§ What to work on
From the entries below, copy exactly the lines from the one that contains "Where can the stainless steel electric" through the one that contains "Target: book spine", both included, and only those.

§ Provided records
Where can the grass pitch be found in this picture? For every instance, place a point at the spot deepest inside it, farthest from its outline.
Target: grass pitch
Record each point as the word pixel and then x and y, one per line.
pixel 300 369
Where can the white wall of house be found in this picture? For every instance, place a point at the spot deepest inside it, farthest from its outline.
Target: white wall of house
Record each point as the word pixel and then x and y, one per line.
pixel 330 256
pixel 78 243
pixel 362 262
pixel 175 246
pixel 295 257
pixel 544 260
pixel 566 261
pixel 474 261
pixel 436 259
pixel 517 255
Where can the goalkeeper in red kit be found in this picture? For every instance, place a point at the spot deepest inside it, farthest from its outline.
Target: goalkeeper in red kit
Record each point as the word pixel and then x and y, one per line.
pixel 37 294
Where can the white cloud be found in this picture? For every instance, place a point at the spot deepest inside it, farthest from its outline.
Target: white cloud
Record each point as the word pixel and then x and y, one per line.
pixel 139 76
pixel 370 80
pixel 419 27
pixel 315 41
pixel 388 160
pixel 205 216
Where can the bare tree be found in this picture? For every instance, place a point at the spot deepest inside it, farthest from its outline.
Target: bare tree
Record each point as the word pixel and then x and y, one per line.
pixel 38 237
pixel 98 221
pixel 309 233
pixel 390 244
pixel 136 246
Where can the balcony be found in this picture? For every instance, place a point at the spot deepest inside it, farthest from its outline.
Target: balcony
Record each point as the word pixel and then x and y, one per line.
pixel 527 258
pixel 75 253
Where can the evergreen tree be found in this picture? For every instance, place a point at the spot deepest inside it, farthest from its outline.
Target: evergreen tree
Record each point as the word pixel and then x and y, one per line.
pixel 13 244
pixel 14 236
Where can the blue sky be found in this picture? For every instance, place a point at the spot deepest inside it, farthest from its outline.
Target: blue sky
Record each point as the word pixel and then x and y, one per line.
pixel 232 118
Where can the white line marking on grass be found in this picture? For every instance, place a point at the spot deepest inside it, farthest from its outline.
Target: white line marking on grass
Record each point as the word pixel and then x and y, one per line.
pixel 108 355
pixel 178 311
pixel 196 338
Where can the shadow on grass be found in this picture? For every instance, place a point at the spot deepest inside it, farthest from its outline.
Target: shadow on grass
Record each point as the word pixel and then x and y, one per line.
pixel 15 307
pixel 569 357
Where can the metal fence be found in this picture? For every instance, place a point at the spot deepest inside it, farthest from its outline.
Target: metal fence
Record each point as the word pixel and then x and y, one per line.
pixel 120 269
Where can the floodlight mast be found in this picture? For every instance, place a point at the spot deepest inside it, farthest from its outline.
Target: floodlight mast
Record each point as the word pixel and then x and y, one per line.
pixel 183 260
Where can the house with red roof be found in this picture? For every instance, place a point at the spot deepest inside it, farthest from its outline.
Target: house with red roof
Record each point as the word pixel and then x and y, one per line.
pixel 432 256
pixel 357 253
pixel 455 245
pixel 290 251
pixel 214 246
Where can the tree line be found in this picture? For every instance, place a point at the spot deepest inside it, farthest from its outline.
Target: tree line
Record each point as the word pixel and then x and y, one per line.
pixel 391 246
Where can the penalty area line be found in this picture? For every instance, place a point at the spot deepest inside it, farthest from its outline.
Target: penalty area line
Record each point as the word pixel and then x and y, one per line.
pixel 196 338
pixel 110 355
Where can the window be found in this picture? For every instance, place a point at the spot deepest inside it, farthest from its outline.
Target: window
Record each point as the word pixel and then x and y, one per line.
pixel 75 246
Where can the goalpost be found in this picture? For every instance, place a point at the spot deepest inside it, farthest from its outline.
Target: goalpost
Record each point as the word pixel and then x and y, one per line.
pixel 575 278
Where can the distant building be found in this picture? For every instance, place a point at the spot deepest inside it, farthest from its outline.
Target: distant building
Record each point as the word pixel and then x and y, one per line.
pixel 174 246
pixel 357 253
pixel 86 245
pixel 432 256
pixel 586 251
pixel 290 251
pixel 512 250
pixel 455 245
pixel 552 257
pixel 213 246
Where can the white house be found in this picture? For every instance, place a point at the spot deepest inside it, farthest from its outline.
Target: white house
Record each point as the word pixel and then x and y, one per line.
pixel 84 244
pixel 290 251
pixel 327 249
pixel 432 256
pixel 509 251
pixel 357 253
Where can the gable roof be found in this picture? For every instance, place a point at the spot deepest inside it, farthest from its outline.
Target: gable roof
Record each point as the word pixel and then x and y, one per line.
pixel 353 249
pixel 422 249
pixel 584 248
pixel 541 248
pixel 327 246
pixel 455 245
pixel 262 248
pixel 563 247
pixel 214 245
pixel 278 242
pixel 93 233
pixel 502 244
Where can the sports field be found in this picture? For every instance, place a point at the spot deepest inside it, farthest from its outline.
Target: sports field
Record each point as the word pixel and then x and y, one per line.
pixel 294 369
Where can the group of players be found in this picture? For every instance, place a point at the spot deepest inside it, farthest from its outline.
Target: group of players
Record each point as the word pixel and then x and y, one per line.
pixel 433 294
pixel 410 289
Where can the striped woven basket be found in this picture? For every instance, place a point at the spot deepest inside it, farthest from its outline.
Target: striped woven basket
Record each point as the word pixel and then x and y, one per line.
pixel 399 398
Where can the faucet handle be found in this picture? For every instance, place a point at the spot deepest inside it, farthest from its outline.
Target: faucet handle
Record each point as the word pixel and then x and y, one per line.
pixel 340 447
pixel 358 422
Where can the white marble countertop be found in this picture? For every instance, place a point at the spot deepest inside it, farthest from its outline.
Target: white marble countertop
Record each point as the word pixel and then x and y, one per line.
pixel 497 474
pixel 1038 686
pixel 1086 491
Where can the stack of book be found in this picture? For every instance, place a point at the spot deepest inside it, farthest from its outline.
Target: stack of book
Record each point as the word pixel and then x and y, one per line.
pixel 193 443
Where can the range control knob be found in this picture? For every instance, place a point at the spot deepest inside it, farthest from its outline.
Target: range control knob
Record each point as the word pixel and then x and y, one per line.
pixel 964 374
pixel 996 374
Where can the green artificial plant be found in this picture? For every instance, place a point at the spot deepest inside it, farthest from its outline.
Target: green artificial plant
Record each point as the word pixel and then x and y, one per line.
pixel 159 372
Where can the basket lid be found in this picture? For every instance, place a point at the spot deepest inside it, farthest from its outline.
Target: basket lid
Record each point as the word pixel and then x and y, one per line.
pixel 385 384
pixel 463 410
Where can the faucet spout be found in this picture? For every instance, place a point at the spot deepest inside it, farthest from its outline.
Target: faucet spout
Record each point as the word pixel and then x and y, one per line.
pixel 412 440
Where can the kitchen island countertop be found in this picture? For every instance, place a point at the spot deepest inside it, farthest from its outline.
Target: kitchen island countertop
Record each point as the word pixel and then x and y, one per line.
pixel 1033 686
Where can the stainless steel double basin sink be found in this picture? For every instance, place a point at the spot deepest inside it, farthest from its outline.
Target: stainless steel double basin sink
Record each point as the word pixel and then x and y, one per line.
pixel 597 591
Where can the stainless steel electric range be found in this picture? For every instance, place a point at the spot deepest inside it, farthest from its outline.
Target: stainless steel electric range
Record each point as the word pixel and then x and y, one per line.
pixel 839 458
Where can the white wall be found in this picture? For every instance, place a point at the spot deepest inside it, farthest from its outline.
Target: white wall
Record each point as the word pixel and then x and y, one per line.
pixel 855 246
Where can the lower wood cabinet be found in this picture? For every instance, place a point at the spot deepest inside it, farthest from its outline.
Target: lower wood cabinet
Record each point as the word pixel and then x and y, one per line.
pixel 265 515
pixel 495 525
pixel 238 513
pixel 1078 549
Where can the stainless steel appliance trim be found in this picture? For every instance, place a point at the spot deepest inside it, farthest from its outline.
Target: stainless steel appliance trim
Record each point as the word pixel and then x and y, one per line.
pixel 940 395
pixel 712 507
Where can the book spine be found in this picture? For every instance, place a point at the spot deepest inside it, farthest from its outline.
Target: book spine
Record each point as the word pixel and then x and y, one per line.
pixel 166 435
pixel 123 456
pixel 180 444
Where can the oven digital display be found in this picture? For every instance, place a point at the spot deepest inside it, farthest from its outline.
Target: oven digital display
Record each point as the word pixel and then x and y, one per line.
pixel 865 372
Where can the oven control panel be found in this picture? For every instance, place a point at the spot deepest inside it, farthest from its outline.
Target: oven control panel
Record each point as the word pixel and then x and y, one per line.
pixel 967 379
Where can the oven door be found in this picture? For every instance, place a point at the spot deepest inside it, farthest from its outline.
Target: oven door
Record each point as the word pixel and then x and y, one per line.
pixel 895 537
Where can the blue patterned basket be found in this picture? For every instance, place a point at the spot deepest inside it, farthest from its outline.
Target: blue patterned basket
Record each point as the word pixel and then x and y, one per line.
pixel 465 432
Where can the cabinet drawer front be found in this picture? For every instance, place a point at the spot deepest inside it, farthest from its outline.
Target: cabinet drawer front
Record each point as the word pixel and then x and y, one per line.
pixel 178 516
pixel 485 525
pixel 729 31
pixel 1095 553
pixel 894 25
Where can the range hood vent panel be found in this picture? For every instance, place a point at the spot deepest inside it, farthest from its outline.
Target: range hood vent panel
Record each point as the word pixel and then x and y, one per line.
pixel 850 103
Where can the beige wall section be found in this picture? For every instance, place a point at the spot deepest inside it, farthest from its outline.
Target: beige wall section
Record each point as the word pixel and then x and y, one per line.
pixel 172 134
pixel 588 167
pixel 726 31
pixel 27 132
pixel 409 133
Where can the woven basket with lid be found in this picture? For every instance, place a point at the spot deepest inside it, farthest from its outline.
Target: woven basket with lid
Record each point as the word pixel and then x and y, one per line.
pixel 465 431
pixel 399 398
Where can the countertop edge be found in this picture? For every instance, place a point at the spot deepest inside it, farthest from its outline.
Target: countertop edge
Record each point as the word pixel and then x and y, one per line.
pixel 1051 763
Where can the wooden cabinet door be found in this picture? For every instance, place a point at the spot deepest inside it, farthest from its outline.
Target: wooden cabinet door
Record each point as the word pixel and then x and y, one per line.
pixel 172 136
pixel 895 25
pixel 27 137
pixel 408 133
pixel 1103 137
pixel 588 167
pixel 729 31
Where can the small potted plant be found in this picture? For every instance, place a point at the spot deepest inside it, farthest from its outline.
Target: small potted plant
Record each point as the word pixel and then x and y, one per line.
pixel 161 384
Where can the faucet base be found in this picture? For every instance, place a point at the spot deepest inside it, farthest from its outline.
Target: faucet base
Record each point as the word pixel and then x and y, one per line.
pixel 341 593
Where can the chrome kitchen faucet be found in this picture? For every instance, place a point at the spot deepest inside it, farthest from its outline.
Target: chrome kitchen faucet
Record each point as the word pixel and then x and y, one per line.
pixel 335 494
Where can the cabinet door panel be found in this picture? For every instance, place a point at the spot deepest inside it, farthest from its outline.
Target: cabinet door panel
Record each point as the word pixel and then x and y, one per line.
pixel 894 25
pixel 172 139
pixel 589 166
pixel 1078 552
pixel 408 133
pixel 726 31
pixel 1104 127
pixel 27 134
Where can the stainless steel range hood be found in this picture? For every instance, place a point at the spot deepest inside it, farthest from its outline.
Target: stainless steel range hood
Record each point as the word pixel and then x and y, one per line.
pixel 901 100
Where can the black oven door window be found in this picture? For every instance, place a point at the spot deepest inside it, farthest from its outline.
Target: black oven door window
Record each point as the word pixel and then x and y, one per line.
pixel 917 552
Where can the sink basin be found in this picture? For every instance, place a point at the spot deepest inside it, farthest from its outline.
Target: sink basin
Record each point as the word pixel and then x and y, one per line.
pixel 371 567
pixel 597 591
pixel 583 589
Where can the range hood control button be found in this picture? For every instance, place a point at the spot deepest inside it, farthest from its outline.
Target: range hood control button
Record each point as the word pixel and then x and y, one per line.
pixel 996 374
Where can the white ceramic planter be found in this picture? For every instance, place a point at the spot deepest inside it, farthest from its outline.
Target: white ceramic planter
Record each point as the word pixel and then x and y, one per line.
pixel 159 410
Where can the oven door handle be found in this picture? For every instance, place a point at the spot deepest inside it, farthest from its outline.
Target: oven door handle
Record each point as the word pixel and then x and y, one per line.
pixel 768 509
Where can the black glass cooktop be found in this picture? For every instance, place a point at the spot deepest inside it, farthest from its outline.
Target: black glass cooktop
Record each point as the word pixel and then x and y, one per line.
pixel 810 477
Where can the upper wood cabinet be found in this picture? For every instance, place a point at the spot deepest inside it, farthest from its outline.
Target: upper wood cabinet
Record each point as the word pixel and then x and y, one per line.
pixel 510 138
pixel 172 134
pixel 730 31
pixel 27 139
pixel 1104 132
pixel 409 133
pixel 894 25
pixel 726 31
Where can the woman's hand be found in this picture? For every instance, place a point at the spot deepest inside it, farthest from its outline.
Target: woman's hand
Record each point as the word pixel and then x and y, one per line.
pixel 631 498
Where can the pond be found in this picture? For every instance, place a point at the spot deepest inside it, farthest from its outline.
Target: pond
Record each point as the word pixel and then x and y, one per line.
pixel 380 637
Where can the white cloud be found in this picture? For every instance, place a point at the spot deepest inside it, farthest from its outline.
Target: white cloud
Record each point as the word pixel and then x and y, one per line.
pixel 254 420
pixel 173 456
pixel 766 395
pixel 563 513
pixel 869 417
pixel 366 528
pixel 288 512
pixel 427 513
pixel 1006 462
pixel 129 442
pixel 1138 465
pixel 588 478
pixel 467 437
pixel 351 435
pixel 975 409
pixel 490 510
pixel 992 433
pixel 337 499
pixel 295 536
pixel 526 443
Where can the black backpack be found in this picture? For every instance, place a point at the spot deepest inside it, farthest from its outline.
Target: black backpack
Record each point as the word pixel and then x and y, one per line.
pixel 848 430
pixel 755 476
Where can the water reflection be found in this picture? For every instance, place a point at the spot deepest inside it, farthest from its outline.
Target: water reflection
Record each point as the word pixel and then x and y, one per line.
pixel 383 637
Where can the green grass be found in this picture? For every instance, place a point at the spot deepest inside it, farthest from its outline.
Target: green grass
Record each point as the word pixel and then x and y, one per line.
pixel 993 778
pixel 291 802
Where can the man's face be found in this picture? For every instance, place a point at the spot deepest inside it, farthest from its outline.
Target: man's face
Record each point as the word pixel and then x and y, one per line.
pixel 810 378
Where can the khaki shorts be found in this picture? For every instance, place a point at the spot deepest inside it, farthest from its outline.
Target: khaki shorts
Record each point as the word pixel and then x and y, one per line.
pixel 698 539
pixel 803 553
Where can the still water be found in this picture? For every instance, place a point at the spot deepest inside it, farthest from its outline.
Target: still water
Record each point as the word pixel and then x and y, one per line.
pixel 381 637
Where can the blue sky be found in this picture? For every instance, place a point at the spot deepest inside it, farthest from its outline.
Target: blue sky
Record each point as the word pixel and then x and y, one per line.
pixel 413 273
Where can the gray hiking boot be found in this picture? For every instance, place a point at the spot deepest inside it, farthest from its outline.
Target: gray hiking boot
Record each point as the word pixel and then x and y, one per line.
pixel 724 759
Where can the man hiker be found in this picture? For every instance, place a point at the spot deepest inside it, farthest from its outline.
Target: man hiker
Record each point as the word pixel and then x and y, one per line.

§ Exercise response
Where can the stainless steel electric range be found in this picture? For every instance, place a point at the spot deepest inside it, farthest from its outline.
Target: stainless steel electric range
Record each point as the word pixel and then x and y, one per line.
pixel 839 458
Where can the white wall be found in this picture? For every instance, place a point at the spot deepest inside it, farthest from its outline.
Target: white wall
Record each point as the word pixel and then x and y, one per line.
pixel 855 246
Where can the lower wood cabinet be found in this picture? For every instance, place a point at the spot deepest inside it, farthest from its outline.
Target: lower wood cabinet
Record each point as the word pixel and then x and y, one per line.
pixel 265 515
pixel 495 525
pixel 238 513
pixel 1078 549
Where can the stainless steel appliance trim be found in this picture? For every instance, place a point at the spot deepest inside it, farthest from its outline.
Target: stainless steel appliance trim
Record each point as the word pixel and then x and y, one per line.
pixel 940 395
pixel 712 507
Where can the book spine be found in this picture? For every instance, place a point at the spot deepest inside it, farthest from its outline.
Target: book spine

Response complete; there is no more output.